▸ **Set exercise**: Render the records below as a numbered list, one line per item, with blank lines omitted. Leave the pictures out of your answer.

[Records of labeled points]
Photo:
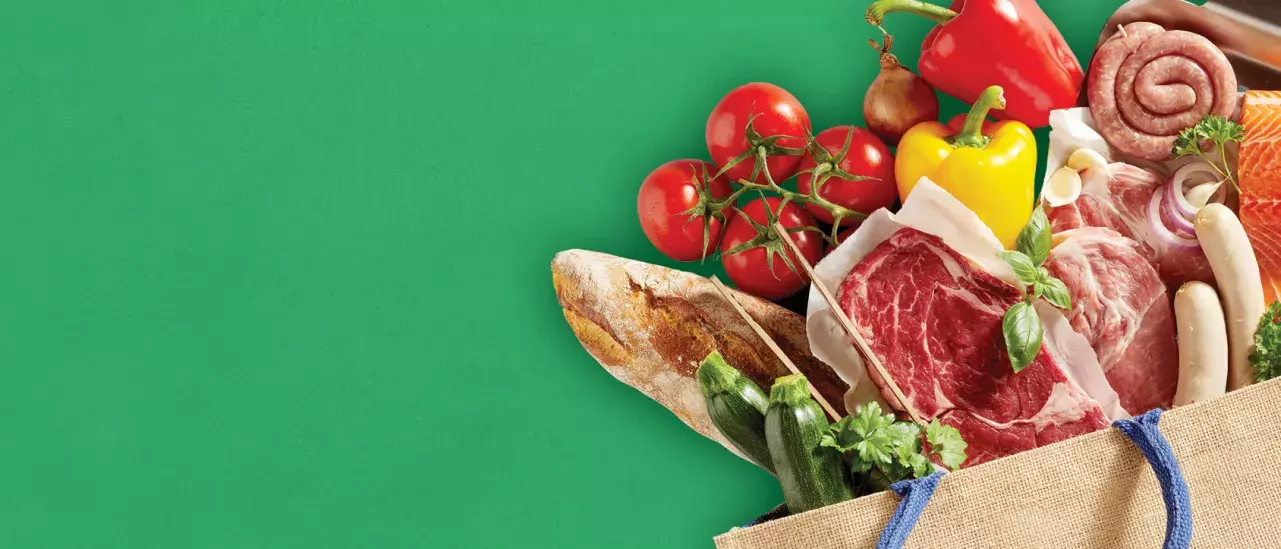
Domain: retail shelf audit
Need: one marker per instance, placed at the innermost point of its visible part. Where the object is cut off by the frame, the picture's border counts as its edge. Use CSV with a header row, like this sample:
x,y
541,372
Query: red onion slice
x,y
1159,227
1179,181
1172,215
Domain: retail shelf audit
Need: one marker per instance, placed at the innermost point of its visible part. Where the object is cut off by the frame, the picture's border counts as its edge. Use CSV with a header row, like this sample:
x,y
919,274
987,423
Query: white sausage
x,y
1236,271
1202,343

▸ **Response to the exercise**:
1. Photo:
2. Domain: retail shelf audit
3. Need: one marker per instance, placed at the innermost point of its visible part. Where the object is cut off by the frame, the picture's border counts as its edge. Use CSV with a header row, like this sample:
4. x,y
5. 541,372
6. Query: red onion slice
7. x,y
8. 1159,227
9. 1179,181
10. 1172,215
11. Domain: retail shelf audit
12. Need: one marker per instance, placed at the innermost point of its visible part. Where the object is cut off by the frame, the picture's border counts as its edge. Use CSV with a header row, like this sample:
13. x,y
14. 919,274
15. 987,423
16. Query: white sausage
17. x,y
18. 1236,271
19. 1202,343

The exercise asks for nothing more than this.